=== Текст ===
****************

Русское же издание «Пережитого» Церетели снабжено совершенно бестактными примечаниями редактора В. Гольцева, звучащими иногда юмористически: своим сверхортодоксальным молодым баском редактор сообщает нам явные пустяки.

На стр. 20 редактор дает такое примечание:

«Автор неоднократно идеализировал „добрую старую Грузию“, в идиллических тонах изображал классовые взаимоотношения».

А вызвано это примечание описанием прекрасного обычая — «отдавать детей на воспитание в деревню, в семью кормилицы»-крестьянки.

«Связи, — пишет далее Церетели, — возникавшие между питомцем (из богатого, знатного семейства) и семьей его кормилицы, объединяли, сближали разные сословия… Вот почему до последнего столетия отношения между высшими и низшими сословиями в нашей стране были мягче и человечнее, чем в других странах».

Что же делать, если так именно было! Здесь, конечно, нет никакой идеализации классовых взаимоотношений, как это представляется редактору. Классовая борьба повсюду на свете была (и есть еще на большой части земли), она сильна, остра и мучительна. Однако в каждой стране эта борьба имеет отличительное своеобразие;

об одном из своеобразных, осложняющих явлений и говорит Церетели.

Далее Акакий Церетели с поэтическим вдохновением пишет:

«Когда поблизости нет товарищей, ребенок вступает подчас в беседу и с неодушевленными предметами: с камнем, с деревом, с цветком, с былинкой и т. п. А о животных и говорить нечего. Я лично от беседы с ними получал непередаваемое наслаждение. Вот только со взрослыми дети не умеют разговаривать, взрослым они не открывают своего сердца… Едва займется утро — я уже мчусь босой, без шапки, к пастухам и остаюсь с ними до вечера. Подросток, детство которого прошло не в деревне, совсем не знает природы, никак с нею не связан. Он не изведал величайшего, доступного ему счастья.

Городской ребенок, будь он хоть гением, никогда не познает природы со слов учителя или по картинкам так полно, как по собственному опыту ее знает ребенок, выросший в деревне… Ему знакомы все растения, четвероногие, птицы, гады, насекомые, он знает их нравы и повадки: все они рождаются, растут, набираются сил, распускаются, цветут, плодятся и умирают у него на глазах. Он — свидетель и участник их радостей и бед. Вот почему он так тесно связан с ними. Какое полотно в силах передать ребенку то, что деревенский житель видит собственными глазами».

Редактор тут же делает сноску и с внушительным авторитетом сообщает:

«Автор, несомненно, идеализировал патриархальную систему деревенского воспитания дворянских детей».

****************

=== Выдержки из данных ===
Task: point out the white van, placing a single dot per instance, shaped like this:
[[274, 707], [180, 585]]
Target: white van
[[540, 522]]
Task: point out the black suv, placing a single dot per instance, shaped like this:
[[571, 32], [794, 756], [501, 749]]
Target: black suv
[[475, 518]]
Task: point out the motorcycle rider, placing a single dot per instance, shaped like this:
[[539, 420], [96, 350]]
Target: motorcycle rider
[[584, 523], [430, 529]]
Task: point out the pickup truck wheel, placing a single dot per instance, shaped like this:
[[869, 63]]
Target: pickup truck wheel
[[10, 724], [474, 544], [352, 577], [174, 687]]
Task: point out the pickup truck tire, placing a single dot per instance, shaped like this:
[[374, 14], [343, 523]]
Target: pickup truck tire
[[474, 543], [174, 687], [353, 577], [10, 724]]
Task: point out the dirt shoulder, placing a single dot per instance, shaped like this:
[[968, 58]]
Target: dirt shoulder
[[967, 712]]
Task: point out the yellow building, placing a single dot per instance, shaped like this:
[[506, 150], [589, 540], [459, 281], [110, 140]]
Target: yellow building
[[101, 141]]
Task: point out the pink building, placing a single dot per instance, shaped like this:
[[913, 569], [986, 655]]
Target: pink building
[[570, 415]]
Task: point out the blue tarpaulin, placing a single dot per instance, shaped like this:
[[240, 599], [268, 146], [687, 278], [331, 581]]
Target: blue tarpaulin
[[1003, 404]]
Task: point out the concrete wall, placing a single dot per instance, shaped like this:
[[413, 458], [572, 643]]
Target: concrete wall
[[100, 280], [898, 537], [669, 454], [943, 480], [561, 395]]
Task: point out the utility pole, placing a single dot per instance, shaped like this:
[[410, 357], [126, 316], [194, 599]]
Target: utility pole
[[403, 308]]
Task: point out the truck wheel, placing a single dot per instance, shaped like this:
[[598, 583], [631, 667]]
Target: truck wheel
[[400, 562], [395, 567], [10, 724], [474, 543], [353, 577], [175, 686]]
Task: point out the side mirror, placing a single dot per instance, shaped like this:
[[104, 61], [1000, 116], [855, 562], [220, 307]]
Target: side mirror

****************

=== Задания ===
• a. Кто, согласно тексту, был редактором русского издания «Пережитого» Церетели?
• b. Перепечатайте без изменений строки из выдержек из данных: от строки, где стоит «Task: point out the blue», до последней строки этих данных включительно.

=== Ответы ===
• a. В. Гольцев.

• b.
Task: point out the blue tarpaulin, placing a single dot per instance, shaped like this:
[[240, 599], [268, 146], [687, 278], [331, 581]]
Target: blue tarpaulin
[[1003, 404]]
Task: point out the concrete wall, placing a single dot per instance, shaped like this:
[[413, 458], [572, 643]]
Target: concrete wall
[[100, 280], [898, 537], [669, 454], [943, 480], [561, 395]]
Task: point out the utility pole, placing a single dot per instance, shaped like this:
[[410, 357], [126, 316], [194, 599]]
Target: utility pole
[[403, 308]]
Task: point out the truck wheel, placing a single dot per instance, shaped like this:
[[598, 583], [631, 667]]
Target: truck wheel
[[400, 562], [395, 567], [10, 724], [474, 543], [353, 577], [175, 686]]
Task: point out the side mirror, placing a single dot per instance, shaped like this:
[[104, 61], [1000, 116], [855, 562], [220, 307]]
Target: side mirror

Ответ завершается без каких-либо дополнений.